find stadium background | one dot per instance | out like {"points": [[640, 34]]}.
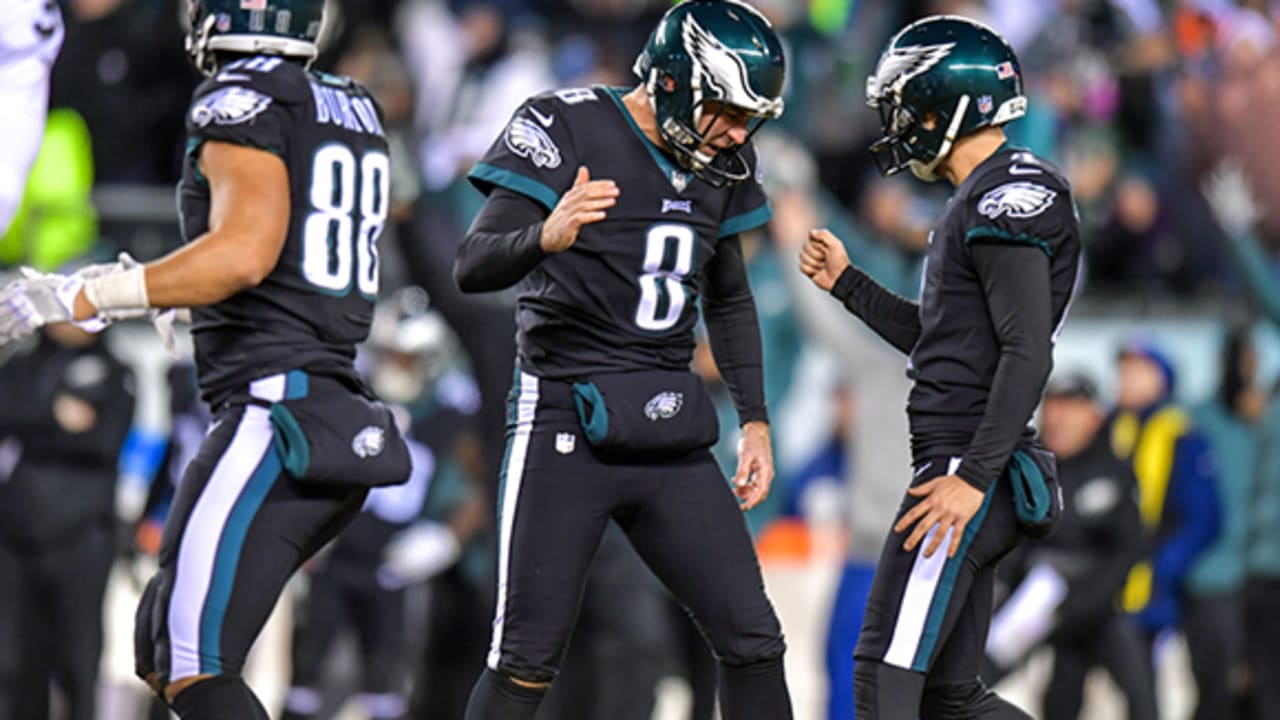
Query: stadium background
{"points": [[1138, 100]]}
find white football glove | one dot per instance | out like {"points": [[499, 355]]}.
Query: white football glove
{"points": [[417, 554], [1230, 196], [37, 300]]}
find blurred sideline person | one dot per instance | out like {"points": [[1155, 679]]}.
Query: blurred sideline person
{"points": [[284, 194], [1070, 583], [1176, 484], [1214, 621], [30, 39], [1262, 569], [1000, 273], [607, 420], [68, 404]]}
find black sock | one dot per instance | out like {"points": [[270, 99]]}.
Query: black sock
{"points": [[886, 692], [757, 691], [220, 697], [498, 697]]}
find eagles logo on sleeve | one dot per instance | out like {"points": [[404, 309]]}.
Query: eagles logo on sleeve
{"points": [[1018, 200], [229, 106], [530, 141]]}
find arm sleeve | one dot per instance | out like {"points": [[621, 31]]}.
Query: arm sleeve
{"points": [[502, 245], [1016, 283], [728, 310], [892, 317]]}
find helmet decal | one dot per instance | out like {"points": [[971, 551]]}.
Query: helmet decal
{"points": [[722, 68], [901, 64]]}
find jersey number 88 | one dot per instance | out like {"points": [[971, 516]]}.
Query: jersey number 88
{"points": [[339, 238]]}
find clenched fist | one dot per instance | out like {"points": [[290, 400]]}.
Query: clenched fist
{"points": [[823, 258], [585, 203]]}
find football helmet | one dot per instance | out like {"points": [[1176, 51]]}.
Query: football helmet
{"points": [[941, 78], [252, 27], [704, 50]]}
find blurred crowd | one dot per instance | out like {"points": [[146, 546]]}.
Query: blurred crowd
{"points": [[1159, 110]]}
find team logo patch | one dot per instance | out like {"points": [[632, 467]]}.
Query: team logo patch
{"points": [[229, 106], [664, 405], [565, 442], [1018, 200], [528, 140], [369, 442], [670, 205]]}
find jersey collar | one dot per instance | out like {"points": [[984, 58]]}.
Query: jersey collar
{"points": [[679, 178]]}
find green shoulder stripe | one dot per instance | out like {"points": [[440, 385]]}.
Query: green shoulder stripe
{"points": [[996, 235], [516, 182]]}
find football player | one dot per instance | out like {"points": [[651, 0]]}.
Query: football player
{"points": [[615, 212], [30, 40], [1000, 272], [283, 196]]}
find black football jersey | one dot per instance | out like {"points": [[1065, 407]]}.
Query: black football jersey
{"points": [[625, 295], [318, 302], [1011, 197]]}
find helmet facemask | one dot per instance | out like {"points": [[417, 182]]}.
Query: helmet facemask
{"points": [[712, 51], [915, 141], [686, 133], [214, 30]]}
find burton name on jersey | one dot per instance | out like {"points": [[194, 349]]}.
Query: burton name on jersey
{"points": [[318, 302]]}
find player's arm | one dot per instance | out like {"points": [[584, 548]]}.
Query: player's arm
{"points": [[512, 233], [502, 245], [1015, 279], [892, 317], [734, 331], [248, 220]]}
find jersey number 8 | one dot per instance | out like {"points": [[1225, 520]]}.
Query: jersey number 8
{"points": [[334, 247], [668, 258]]}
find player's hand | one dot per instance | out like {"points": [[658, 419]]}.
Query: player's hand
{"points": [[754, 465], [947, 504], [823, 258], [33, 301], [585, 203]]}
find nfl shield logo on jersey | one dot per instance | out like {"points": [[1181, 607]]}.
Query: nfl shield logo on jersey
{"points": [[369, 442], [565, 442]]}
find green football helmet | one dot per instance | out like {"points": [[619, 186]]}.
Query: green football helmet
{"points": [[252, 27], [941, 78], [720, 50]]}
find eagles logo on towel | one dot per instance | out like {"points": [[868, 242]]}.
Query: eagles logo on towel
{"points": [[528, 140], [664, 405], [1018, 200], [229, 106]]}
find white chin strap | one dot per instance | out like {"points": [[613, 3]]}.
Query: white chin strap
{"points": [[927, 172]]}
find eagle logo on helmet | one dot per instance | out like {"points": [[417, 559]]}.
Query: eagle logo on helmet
{"points": [[720, 67], [528, 140], [1018, 200], [901, 64]]}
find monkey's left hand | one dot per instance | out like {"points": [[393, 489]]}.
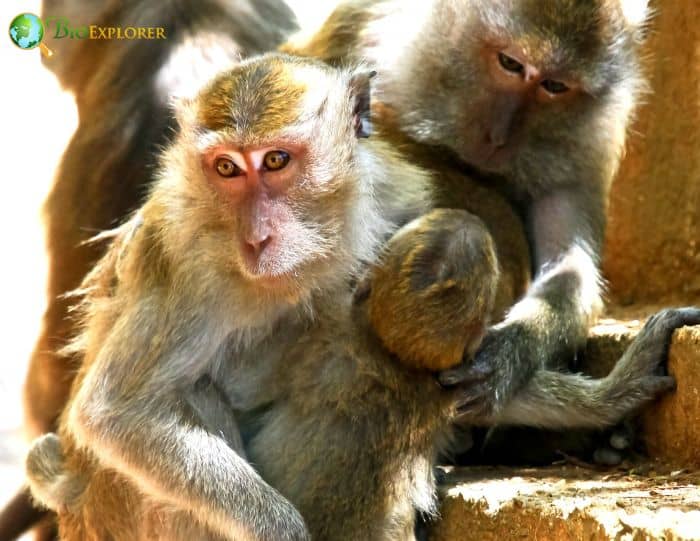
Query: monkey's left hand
{"points": [[506, 359]]}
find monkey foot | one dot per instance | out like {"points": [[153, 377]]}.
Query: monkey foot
{"points": [[569, 503]]}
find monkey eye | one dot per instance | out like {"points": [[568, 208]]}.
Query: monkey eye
{"points": [[226, 167], [275, 160], [509, 63], [554, 87]]}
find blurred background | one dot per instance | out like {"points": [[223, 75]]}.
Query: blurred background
{"points": [[38, 119]]}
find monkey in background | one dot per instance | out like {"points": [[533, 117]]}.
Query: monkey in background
{"points": [[265, 204], [520, 108]]}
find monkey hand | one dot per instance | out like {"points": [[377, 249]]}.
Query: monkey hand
{"points": [[504, 361], [640, 375]]}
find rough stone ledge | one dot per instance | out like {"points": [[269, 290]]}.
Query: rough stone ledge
{"points": [[569, 503]]}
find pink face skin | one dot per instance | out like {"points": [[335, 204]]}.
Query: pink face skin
{"points": [[255, 182]]}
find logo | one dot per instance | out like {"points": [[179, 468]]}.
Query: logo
{"points": [[27, 31]]}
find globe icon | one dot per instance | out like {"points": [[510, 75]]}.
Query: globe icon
{"points": [[26, 30]]}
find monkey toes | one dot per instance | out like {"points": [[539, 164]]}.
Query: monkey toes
{"points": [[431, 298]]}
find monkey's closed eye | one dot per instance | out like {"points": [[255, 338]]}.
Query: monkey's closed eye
{"points": [[227, 168], [275, 160], [554, 87], [509, 63]]}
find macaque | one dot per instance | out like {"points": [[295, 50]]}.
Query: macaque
{"points": [[520, 108], [265, 204], [353, 446], [122, 90]]}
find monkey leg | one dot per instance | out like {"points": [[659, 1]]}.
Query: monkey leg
{"points": [[432, 296]]}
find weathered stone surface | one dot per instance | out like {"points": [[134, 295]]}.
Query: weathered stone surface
{"points": [[568, 503]]}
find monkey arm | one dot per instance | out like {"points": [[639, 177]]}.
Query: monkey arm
{"points": [[558, 400], [140, 422]]}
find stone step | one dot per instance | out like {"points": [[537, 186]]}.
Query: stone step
{"points": [[671, 426], [569, 503]]}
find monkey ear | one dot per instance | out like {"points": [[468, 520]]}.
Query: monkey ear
{"points": [[360, 92], [635, 12]]}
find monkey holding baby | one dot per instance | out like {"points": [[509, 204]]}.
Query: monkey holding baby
{"points": [[221, 330], [501, 109]]}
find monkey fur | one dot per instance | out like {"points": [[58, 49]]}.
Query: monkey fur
{"points": [[520, 110]]}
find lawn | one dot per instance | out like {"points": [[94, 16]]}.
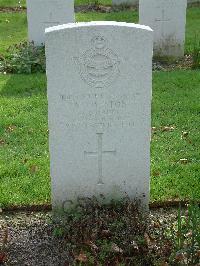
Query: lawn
{"points": [[13, 26], [24, 156], [16, 3]]}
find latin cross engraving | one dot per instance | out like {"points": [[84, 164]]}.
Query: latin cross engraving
{"points": [[99, 153], [163, 19]]}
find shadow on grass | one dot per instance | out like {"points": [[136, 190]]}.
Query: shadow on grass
{"points": [[22, 85]]}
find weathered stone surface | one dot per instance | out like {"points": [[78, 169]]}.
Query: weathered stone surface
{"points": [[127, 2], [168, 19], [99, 94], [47, 13]]}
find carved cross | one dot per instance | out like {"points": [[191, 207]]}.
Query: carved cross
{"points": [[99, 155]]}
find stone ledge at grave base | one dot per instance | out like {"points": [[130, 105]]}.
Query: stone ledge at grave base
{"points": [[48, 207]]}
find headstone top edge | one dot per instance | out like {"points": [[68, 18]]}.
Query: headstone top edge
{"points": [[96, 23]]}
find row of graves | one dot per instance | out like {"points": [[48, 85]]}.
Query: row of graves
{"points": [[99, 77]]}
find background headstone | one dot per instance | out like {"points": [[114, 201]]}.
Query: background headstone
{"points": [[168, 19], [99, 95], [42, 14], [126, 2]]}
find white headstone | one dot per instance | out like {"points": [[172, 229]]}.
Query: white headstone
{"points": [[125, 2], [99, 94], [42, 14], [168, 19]]}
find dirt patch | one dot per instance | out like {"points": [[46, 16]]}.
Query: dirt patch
{"points": [[108, 236]]}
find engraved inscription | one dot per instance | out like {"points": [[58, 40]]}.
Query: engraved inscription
{"points": [[99, 155], [98, 66]]}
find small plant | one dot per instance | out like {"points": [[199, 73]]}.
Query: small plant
{"points": [[186, 240], [23, 58], [195, 53]]}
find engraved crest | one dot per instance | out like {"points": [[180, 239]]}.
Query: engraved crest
{"points": [[98, 66]]}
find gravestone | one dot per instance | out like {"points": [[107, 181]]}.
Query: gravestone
{"points": [[168, 19], [42, 14], [125, 2], [99, 95]]}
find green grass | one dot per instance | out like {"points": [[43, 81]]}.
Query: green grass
{"points": [[15, 3], [13, 27], [24, 157]]}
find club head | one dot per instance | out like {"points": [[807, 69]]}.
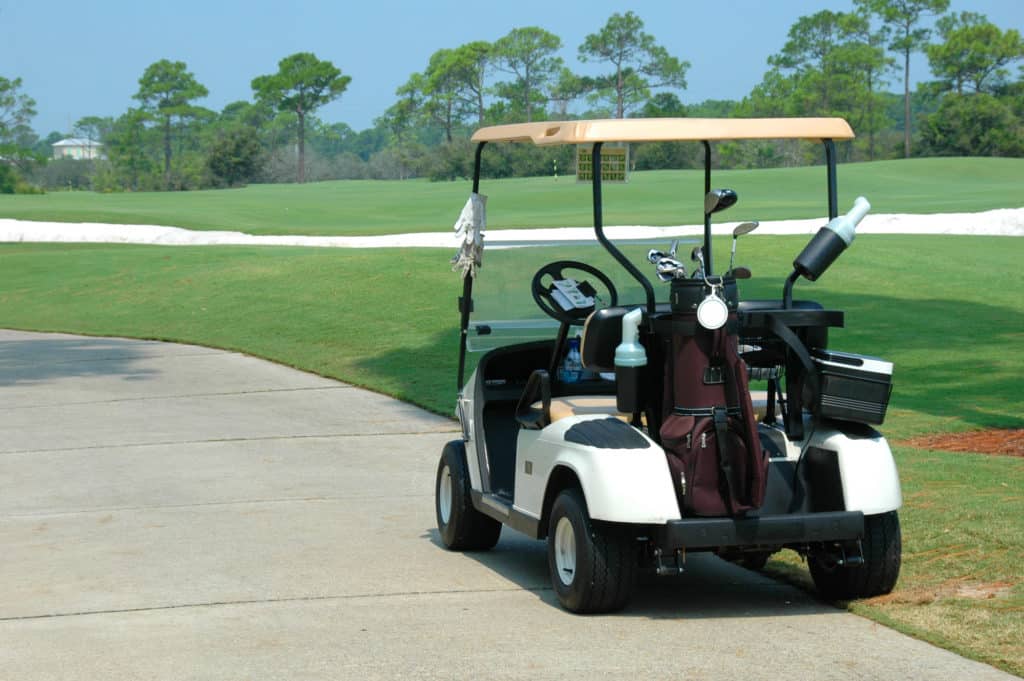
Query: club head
{"points": [[719, 200], [670, 268], [740, 272], [744, 228]]}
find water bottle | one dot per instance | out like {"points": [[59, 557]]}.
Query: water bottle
{"points": [[571, 368], [631, 363]]}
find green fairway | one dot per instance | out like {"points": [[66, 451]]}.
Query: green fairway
{"points": [[658, 198], [947, 310]]}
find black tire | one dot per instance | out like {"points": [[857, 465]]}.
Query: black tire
{"points": [[883, 551], [462, 527], [593, 565]]}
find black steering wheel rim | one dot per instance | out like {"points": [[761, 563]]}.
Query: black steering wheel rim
{"points": [[555, 269]]}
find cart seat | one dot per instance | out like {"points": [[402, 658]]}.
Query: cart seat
{"points": [[583, 406], [587, 405]]}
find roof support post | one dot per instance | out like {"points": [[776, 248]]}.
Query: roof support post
{"points": [[466, 301], [830, 164], [608, 246], [707, 247]]}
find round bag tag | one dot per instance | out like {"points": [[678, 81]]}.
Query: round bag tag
{"points": [[713, 312]]}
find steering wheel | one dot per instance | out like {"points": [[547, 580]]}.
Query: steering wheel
{"points": [[546, 300]]}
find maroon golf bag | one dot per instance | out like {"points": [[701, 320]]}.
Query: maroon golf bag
{"points": [[708, 430]]}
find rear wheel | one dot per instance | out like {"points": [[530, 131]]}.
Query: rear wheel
{"points": [[592, 564], [462, 527], [882, 550]]}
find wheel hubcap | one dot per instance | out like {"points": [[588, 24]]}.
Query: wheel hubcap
{"points": [[565, 551], [444, 496]]}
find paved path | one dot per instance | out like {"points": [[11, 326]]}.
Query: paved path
{"points": [[177, 512]]}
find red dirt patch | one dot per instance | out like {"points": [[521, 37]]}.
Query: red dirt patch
{"points": [[954, 588], [1007, 442]]}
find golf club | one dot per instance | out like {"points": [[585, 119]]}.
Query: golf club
{"points": [[718, 200], [670, 268], [741, 228], [741, 272], [696, 255]]}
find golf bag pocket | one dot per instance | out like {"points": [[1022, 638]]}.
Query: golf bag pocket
{"points": [[711, 463]]}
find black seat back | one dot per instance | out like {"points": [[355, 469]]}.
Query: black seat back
{"points": [[601, 335]]}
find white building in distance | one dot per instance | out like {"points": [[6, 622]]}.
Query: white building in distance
{"points": [[78, 147]]}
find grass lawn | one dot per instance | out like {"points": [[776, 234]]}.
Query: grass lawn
{"points": [[659, 198], [947, 310]]}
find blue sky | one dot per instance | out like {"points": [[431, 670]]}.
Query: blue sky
{"points": [[81, 59]]}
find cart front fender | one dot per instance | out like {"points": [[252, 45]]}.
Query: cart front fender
{"points": [[620, 483], [870, 481]]}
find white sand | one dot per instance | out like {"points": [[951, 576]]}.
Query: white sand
{"points": [[1003, 222]]}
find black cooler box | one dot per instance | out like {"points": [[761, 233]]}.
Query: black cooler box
{"points": [[854, 387]]}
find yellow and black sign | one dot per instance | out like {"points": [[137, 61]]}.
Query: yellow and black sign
{"points": [[614, 164]]}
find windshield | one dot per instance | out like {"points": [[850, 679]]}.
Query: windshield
{"points": [[504, 309]]}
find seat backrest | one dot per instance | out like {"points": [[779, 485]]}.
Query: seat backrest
{"points": [[601, 335]]}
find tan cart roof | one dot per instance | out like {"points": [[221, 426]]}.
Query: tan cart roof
{"points": [[667, 129]]}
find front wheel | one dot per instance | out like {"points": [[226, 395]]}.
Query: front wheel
{"points": [[882, 551], [592, 564], [462, 527]]}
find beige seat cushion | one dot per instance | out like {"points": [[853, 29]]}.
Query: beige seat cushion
{"points": [[586, 405]]}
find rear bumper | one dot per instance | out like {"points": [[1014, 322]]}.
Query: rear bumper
{"points": [[766, 530]]}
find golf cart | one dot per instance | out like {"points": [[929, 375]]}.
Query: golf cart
{"points": [[577, 428]]}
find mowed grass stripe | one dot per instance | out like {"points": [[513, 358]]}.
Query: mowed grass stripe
{"points": [[656, 198]]}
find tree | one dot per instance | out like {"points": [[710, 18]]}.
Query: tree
{"points": [[235, 157], [639, 61], [166, 91], [527, 53], [470, 64], [301, 85], [16, 112], [442, 86], [903, 16], [976, 124], [565, 88], [126, 149], [974, 52]]}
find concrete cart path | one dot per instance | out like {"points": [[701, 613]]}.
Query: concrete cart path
{"points": [[178, 512]]}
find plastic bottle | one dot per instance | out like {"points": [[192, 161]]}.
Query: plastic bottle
{"points": [[571, 368], [631, 358]]}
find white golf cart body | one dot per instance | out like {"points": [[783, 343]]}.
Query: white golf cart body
{"points": [[825, 477]]}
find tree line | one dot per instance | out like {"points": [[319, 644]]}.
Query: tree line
{"points": [[832, 64]]}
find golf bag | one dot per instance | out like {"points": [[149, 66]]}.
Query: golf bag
{"points": [[708, 430]]}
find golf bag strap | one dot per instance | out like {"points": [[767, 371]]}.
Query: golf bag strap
{"points": [[794, 420], [724, 461], [721, 417], [707, 412], [793, 341]]}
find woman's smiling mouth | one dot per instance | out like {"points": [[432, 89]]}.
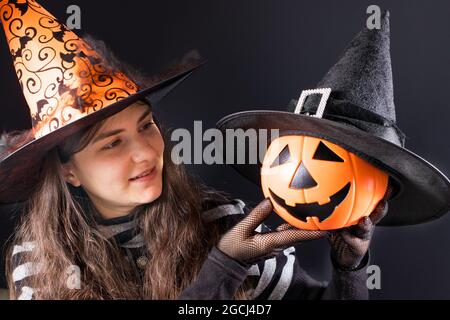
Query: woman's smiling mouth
{"points": [[146, 176]]}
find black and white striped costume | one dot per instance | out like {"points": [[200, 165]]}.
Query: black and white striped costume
{"points": [[276, 278]]}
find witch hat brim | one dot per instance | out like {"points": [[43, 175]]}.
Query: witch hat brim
{"points": [[19, 171], [423, 192], [358, 114]]}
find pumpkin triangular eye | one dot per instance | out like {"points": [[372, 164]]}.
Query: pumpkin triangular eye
{"points": [[325, 153], [283, 157]]}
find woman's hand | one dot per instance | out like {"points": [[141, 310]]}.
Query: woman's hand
{"points": [[243, 244], [350, 245]]}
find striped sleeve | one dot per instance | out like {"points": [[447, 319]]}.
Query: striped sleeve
{"points": [[23, 271]]}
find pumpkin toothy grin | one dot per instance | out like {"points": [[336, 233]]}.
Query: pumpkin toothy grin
{"points": [[303, 210]]}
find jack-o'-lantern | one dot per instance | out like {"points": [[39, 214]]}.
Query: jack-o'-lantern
{"points": [[317, 185], [332, 182]]}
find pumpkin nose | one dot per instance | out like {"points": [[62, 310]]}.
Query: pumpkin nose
{"points": [[302, 179]]}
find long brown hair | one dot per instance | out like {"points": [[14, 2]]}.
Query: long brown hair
{"points": [[62, 226], [65, 233]]}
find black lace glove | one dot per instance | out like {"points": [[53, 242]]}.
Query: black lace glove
{"points": [[350, 245], [245, 245]]}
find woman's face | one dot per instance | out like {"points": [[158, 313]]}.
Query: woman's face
{"points": [[121, 167]]}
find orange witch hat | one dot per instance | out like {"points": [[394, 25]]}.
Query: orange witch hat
{"points": [[67, 86]]}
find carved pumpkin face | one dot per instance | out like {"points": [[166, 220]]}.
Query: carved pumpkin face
{"points": [[316, 185]]}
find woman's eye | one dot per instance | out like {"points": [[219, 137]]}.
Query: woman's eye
{"points": [[112, 144], [147, 125]]}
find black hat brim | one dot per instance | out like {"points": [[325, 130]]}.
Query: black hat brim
{"points": [[423, 194], [19, 171]]}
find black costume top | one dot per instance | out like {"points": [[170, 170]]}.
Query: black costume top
{"points": [[220, 276]]}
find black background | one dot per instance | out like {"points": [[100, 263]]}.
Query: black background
{"points": [[261, 55]]}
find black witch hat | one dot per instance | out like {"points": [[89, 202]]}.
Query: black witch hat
{"points": [[356, 111]]}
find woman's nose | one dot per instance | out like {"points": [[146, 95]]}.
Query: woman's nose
{"points": [[142, 149]]}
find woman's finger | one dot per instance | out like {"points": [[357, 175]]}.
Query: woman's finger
{"points": [[286, 238], [284, 226], [257, 216]]}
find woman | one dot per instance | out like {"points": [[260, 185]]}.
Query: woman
{"points": [[109, 216]]}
##########
» Exercise prompt: Reproduce the items above without any change, from the line with "find black costume" to the last line of the items.

» Result:
find black costume top | one dot per instance | out like {"points": [[170, 170]]}.
Query: black costume top
{"points": [[220, 276]]}
find black background | one dot per instance | out like {"points": [[100, 263]]}.
Query: black background
{"points": [[261, 55]]}
find black witch hat | one dot per instance | out like {"points": [[89, 202]]}.
Query: black witch hat
{"points": [[356, 111]]}
find woman's nose | one dot per instance | out like {"points": [[146, 95]]}.
Query: woman's nose
{"points": [[142, 149]]}
find woman's finger | one dot per instance | out like {"points": [[357, 175]]}.
Query: woman's finger
{"points": [[286, 238], [284, 226], [257, 216]]}
find woman | one dot per instance | out like {"points": [[260, 185]]}.
Query: woman
{"points": [[109, 216]]}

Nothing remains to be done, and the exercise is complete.